### WHAT YOU WILL DO
Could you retype every record below exactly as it appears?

Records excerpted from a collection
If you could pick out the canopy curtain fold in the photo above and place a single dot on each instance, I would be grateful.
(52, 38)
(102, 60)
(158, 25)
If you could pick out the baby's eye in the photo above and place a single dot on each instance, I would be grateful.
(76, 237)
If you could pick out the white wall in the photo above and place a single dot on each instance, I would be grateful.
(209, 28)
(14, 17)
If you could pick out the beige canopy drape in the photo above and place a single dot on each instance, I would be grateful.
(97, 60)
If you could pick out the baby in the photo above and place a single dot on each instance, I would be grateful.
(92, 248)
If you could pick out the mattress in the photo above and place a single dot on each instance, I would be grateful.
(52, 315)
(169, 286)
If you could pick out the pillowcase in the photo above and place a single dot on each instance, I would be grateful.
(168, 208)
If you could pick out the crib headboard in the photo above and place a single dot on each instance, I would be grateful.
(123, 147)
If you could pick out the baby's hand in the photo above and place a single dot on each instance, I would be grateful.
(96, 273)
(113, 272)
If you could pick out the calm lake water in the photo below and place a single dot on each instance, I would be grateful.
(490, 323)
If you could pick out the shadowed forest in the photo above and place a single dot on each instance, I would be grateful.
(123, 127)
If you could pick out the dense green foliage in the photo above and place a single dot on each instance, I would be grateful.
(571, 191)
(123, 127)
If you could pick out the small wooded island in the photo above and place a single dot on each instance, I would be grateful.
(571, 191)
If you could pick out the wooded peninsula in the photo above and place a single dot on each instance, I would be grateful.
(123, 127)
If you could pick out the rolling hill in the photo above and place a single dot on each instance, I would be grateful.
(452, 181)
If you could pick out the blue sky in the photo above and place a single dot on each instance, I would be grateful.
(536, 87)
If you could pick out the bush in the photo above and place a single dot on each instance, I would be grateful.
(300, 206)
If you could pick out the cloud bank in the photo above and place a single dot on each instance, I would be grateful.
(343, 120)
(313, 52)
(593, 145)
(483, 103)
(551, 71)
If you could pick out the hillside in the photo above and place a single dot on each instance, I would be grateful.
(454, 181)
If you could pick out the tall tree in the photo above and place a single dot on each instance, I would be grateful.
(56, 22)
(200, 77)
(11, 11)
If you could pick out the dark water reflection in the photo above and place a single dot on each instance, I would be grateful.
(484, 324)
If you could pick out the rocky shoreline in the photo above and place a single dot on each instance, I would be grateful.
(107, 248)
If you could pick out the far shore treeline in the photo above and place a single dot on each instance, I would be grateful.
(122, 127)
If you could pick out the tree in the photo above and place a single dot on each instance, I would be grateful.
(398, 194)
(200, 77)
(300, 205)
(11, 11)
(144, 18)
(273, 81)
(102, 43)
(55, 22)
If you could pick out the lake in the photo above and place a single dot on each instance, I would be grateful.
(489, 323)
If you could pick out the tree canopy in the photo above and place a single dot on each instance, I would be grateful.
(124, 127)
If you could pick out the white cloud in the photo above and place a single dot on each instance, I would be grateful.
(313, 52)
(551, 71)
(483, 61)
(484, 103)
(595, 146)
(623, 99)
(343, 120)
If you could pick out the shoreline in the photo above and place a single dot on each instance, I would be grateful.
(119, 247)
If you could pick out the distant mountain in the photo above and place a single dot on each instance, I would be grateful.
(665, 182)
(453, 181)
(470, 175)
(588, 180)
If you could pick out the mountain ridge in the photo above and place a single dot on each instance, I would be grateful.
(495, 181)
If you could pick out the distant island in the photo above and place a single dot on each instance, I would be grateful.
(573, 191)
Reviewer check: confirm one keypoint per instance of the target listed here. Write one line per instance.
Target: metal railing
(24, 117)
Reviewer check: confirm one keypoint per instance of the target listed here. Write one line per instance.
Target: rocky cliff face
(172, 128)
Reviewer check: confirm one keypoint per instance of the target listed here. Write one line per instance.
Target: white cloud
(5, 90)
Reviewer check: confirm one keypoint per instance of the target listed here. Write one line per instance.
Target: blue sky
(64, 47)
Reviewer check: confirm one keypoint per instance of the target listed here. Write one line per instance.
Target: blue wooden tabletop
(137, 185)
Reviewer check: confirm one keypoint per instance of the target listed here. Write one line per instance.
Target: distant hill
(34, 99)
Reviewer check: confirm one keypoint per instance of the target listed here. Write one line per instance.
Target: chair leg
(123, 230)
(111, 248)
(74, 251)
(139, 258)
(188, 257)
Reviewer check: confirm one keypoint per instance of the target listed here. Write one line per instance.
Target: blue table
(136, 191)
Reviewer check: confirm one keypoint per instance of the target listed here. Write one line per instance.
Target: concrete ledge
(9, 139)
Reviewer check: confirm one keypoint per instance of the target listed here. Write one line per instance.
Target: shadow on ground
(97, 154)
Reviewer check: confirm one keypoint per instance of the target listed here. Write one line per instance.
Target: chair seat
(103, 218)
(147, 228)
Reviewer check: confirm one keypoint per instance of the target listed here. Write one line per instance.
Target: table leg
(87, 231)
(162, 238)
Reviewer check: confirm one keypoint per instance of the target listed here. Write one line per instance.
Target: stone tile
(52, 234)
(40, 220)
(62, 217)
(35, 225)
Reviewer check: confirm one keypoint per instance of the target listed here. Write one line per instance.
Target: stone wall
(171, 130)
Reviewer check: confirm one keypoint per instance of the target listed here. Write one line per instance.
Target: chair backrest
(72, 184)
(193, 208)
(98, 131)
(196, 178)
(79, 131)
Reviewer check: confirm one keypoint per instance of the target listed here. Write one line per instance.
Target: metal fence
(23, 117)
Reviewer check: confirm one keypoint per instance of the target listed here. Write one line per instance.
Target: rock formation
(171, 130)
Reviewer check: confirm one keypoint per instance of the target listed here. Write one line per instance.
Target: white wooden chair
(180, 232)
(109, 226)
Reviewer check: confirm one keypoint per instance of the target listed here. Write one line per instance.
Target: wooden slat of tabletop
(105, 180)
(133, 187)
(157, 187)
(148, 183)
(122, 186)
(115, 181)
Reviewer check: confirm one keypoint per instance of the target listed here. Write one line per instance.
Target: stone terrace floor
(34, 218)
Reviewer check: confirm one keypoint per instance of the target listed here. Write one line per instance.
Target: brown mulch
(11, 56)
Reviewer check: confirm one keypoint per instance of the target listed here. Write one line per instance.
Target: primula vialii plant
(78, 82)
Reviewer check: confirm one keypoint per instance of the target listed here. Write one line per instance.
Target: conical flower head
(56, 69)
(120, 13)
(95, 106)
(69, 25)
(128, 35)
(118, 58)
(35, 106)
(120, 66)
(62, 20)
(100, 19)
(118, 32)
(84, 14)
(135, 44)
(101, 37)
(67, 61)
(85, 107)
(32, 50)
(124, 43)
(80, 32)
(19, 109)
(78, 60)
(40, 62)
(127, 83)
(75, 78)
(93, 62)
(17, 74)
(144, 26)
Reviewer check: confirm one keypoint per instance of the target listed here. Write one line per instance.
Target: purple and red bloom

### ANSWER TO THIS PROBLEM
If you could pick out the canopy curtain fold in the photo above and place a single dot on each instance, I would be grateful.
(52, 38)
(102, 60)
(158, 25)
If you could pick out the baby's eye in the photo above and place a single dot on each instance, I would be grateful.
(76, 237)
If you could pick out the white wall in the photo above and place a single dot on each instance, I would be grateful.
(209, 28)
(14, 17)
If you could pick out the beige canopy drape in the photo above and place a single dot on each instance, I would be grateful.
(97, 60)
If you could pick out the baby in the photo above and place a single dot on each instance, I would be grateful.
(92, 248)
If you could pick out the mattress in the photo above and place a single dot on each instance, I would be grateful.
(52, 315)
(169, 286)
If you could pick out the pillowcase in the photo above and place a single dot on each instance, I would be grateful.
(168, 208)
If you could pick out the crib headboard in the photo above and place a single dot on each instance, I would be grateful.
(123, 147)
If you could pick out the baby's hand in the photo above and place a single dot on each instance, I would be grateful.
(96, 273)
(113, 272)
If you could pick out the calm lake water in the photo below and place a single dot on each instance, I would be grateful.
(490, 323)
If you could pick out the shadowed forest in the photo above and place a single dot on each instance, I would be grateful.
(123, 127)
If you could pick out the dense green foliage in the photo above and place a single dot on each instance, I would be grateful.
(571, 191)
(123, 127)
If you could pick out the small wooded island in the photo above and place a single dot on each instance, I would be grateful.
(571, 191)
If you could pick out the wooded peninsula in the photo above and place a single dot on each instance, I would be grateful.
(123, 127)
If you could pick out the rolling hill in the photo above and place a single dot on each instance, I would be grateful.
(452, 181)
If you could pick out the blue sky in the photo above and place a single dot on each instance, I would be grateful.
(536, 87)
If you could pick out the bush in the photo above and place a single dot on each instance, I would be grateful.
(300, 206)
If you could pick out the cloud bank in the photo above and place a single dot on each instance, I would be grateful.
(343, 120)
(313, 52)
(593, 145)
(483, 103)
(551, 71)
If you could pick out the hillside in the photo above and place a single dot on each instance, I would be grateful.
(454, 181)
If you could pick out the tall tree in the photo above and place a single dot on each instance, I would be grateful.
(56, 22)
(200, 77)
(11, 11)
If you could pick out the dark water reflection in the photo above and place a single dot on each instance, I would be grateful.
(484, 324)
If you could pick out the rocky shoreline in the photo above and place a single dot on each instance, I would be grateful.
(107, 248)
If you could pick out the far shore treeline in the photo above and place a single dot on each instance, I would be grateful.
(122, 127)
If you could pick out the tree in the photo above and place a single dot on each instance, I would be grateful.
(398, 194)
(200, 77)
(300, 205)
(11, 11)
(144, 18)
(273, 81)
(102, 43)
(55, 22)
If you could pick out the lake in the photo above and place a single dot on each instance, I would be grateful.
(489, 323)
If you could pick out the tree canopy in the photo above and place a single dot on each instance, I would be grateful.
(124, 127)
If you could pick out the white cloud in the photo above and place a single dot on each instance, I would be grateful.
(313, 52)
(551, 71)
(483, 61)
(484, 103)
(595, 146)
(623, 99)
(343, 120)
If you could pick out the shoreline in the photo above and place a single dot on each instance, I would be grateful.
(119, 247)
If you could pick out the distant mountain in the photo above and place a single dot on each instance, I would be grateful.
(665, 182)
(453, 181)
(470, 175)
(588, 180)
If you could pick out the mountain ridge in the photo above and place a single dot on each instance, I would be grateful.
(495, 181)
If you could pick out the distant island in the photo above and place a single dot on each instance, I would be grateful.
(573, 191)
Reviewer check: confirm one keypoint per instance of the target listed here. Write one line per instance.
Target: metal railing
(24, 117)
Reviewer check: confirm one keypoint per instance of the target listed here. Write one line per instance.
Target: rocky cliff face
(172, 128)
Reviewer check: confirm one keypoint per instance of the target listed here. Write one line per instance.
Target: white cloud
(5, 90)
Reviewer check: confirm one keypoint per instance of the target listed here. Write one line per instance.
Target: blue sky
(64, 47)
Reviewer check: confirm one keypoint per instance of the target listed here. Write one line per instance.
Target: blue wooden tabletop
(137, 185)
Reviewer check: confirm one keypoint per instance of the target listed here. Write one line per instance.
Target: distant hill
(34, 99)
Reviewer check: confirm one keypoint per instance of the target listed here. Write one line per instance.
Target: chair leg
(123, 230)
(111, 248)
(74, 251)
(139, 258)
(188, 257)
Reviewer check: confirm one keypoint per instance of the target listed here. Write one line per instance.
Target: blue table
(136, 191)
Reviewer check: confirm one keypoint per instance of the target listed here. Write one line per instance.
Target: concrete ledge
(9, 139)
Reviewer check: confirm one keypoint per instance of the target listed here. Write one line per instance.
Target: shadow on ground
(97, 154)
Reviewer check: confirm one keypoint per instance of the target listed here. Write one line per instance.
Target: chair seat
(103, 218)
(147, 228)
Reviewer check: confirm one keypoint per instance of the target listed here. Write one line per instance.
Target: table leg
(87, 231)
(162, 238)
Reviewer check: confirm one keypoint per instance of the target listed here. Write one line per instance.
Target: stone tile
(52, 234)
(40, 220)
(62, 217)
(35, 225)
Reviewer check: confirm one keypoint per instance of the target listed here. Write one line per instance.
Target: stone wall
(171, 130)
Reviewer check: confirm one keypoint per instance of the target listed here. Write one line per instance.
Target: chair backrest
(72, 184)
(193, 208)
(98, 131)
(196, 178)
(79, 131)
Reviewer check: confirm one keypoint per instance of the target listed here. Write one line per instance.
Target: metal fence
(23, 117)
Reviewer check: confirm one keypoint per instance of the target listed here. Write one line per instance.
Target: rock formation
(171, 130)
Reviewer check: confirm one keypoint per instance of the target listed here. Write one line per instance.
Target: white wooden chair
(180, 232)
(109, 226)
Reviewer check: confirm one keypoint per instance of the target listed here. Write one line per instance.
Target: wooden slat of tabletop
(105, 180)
(133, 187)
(157, 187)
(148, 183)
(122, 186)
(115, 181)
Reviewer check: confirm one keypoint per instance of the target listed here. Write one line per instance.
Target: stone terrace floor
(34, 218)
Reviewer check: confirm one keypoint per instance of the target listed here. Write one line per instance.
Target: brown mulch
(11, 56)
Reviewer check: confirm one keypoint per instance of the target listed here. Write one line per instance.
Target: primula vialii plant
(78, 82)
Reviewer check: confirm one keypoint per instance of the target listed here. Write one line per instance.
Target: conical flower head
(56, 69)
(120, 13)
(95, 106)
(69, 25)
(128, 35)
(118, 58)
(35, 106)
(120, 66)
(62, 20)
(100, 19)
(118, 32)
(84, 14)
(135, 44)
(101, 37)
(67, 61)
(85, 107)
(32, 50)
(124, 43)
(80, 32)
(19, 109)
(78, 60)
(40, 62)
(127, 83)
(75, 78)
(93, 62)
(17, 74)
(144, 26)
Reviewer check: confirm one keypoint per instance of the target listed here. Write one line per instance.
Target: purple and red bloom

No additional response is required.